GIVEN TEXT:
┌──

His findings eventually brought about a change in approach to the defining of operational radiation protection quantities.

A headshot of Professor Jack Simmons

Physicist Jack Simmons’s research led him to develop a new paradigm to quantify radiation effects.

He questioned both the International Commission on Radiation Units and Measurements (ICRU) and the International Commission on Radiological Protection (ICRP), which had established the definition and measurement of radiation dose on physical principles.

Jack thought it should be based on the biological effects of radiation at the DNA level, and that instruments to measure the bio effects should be developed.

His book Radiation Protection Dosimetry: A Radical Reappraisal, was published in 1999. Jack’s new bio-effectiveness model offered a fresh approach which questioned traditional thinking.

The book caused a stir in radiation protection circles as at that time all radiation protection standards were based on epidemiological studies, mainly relying on data from the Nagasaki and Hiroshima bomb survivors.

However, in 2020 the ICRU and the ICRP published an alternative approach to their definition of operational radiation protection quantities that went some of the way towards concurring with Jack’s original viewpoint.

└──

DATA:
┌──

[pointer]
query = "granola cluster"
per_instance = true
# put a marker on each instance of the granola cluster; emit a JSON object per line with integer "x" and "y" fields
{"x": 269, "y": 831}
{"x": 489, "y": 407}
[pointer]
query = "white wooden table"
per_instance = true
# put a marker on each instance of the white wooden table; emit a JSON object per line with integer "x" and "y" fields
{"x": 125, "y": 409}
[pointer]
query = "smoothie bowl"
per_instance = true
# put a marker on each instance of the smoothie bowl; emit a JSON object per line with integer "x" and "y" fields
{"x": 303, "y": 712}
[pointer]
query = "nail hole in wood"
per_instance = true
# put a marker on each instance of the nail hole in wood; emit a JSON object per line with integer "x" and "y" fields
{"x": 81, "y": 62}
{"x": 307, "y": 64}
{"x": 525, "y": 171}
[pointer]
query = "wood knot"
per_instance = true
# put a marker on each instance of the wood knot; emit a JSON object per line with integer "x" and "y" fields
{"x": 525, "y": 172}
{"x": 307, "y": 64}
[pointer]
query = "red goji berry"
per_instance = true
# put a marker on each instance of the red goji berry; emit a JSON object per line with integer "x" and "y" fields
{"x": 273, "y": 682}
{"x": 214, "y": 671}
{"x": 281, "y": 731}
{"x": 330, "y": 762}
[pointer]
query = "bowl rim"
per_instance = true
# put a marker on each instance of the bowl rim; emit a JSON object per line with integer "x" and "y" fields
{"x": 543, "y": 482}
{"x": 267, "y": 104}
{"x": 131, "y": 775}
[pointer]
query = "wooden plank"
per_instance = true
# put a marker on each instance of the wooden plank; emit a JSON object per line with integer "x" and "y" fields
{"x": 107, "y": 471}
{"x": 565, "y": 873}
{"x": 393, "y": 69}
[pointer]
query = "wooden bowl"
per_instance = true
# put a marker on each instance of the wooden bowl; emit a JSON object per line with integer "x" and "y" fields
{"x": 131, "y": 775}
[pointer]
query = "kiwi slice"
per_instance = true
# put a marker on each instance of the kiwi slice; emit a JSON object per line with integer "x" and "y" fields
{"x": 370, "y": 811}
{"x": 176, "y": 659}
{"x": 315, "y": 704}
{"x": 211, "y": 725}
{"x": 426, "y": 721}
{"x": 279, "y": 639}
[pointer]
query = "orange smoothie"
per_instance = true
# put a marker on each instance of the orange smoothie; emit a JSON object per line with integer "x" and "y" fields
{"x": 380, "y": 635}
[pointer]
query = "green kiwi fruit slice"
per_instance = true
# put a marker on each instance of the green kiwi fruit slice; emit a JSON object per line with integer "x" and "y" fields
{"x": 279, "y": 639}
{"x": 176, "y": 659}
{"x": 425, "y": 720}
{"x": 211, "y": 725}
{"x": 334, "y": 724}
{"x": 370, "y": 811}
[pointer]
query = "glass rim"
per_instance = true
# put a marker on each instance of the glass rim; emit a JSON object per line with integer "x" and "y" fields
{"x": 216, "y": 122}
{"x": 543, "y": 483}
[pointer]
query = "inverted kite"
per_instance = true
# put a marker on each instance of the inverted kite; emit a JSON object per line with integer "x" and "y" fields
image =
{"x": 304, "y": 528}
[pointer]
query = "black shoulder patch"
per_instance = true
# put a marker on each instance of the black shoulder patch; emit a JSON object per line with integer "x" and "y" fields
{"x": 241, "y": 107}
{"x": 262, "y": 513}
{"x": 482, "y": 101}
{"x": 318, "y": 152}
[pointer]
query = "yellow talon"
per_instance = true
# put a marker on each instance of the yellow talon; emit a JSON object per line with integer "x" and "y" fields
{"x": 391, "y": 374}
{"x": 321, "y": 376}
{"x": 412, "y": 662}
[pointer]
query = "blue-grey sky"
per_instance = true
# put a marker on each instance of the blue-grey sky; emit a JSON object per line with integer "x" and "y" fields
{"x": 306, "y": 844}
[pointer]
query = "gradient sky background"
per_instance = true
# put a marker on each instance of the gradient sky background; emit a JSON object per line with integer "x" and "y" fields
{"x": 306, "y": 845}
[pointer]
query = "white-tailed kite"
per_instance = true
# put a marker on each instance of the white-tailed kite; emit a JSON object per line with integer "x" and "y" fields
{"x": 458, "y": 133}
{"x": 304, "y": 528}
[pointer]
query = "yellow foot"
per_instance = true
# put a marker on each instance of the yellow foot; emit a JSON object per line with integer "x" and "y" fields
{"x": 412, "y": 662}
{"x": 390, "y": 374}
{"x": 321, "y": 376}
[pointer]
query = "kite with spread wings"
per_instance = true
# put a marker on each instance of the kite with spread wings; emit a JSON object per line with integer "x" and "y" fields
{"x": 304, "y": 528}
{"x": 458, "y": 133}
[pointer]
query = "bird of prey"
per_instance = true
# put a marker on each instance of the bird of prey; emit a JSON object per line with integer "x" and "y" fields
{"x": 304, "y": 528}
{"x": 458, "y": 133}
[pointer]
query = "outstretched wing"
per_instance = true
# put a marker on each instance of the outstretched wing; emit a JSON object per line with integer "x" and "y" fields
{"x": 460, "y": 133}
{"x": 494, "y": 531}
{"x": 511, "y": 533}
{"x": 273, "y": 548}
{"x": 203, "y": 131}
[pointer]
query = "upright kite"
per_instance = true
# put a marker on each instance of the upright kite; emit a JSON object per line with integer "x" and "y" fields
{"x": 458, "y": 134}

└──

TASK INSTRUCTIONS:
1. Please reproduce the part of the Jack Simmons passage starting at "He questioned both" and ending at "Hiroshima bomb survivors.".
2. Condense the paragraph of the Jack Simmons passage that begins "The book caused a stir" into one shorter sentence that keeps its main facts.
Work only from the Jack Simmons passage, not the data.

ANSWERS GIVEN:
1.
He questioned both the International Commission on Radiation Units and Measurements (ICRU) and the International Commission on Radiological Protection (ICRP), which had established the definition and measurement of radiation dose on physical principles.

Jack thought it should be based on the biological effects of radiation at the DNA level, and that instruments to measure the bio effects should be developed.

His book Radiation Protection Dosimetry: A Radical Reappraisal, was published in 1999. Jack’s new bio-effectiveness model offered a fresh approach which questioned traditional thinking.

The book caused a stir in radiation protection circles as at that time all radiation protection standards were based on epidemiological studies, mainly relying on data from the Nagasaki and Hiroshima bomb survivors.

2. The book stirred controversy because radiation protection standards then rested on epidemiological studies, drawn mainly from Nagasaki and Hiroshima bomb survivors.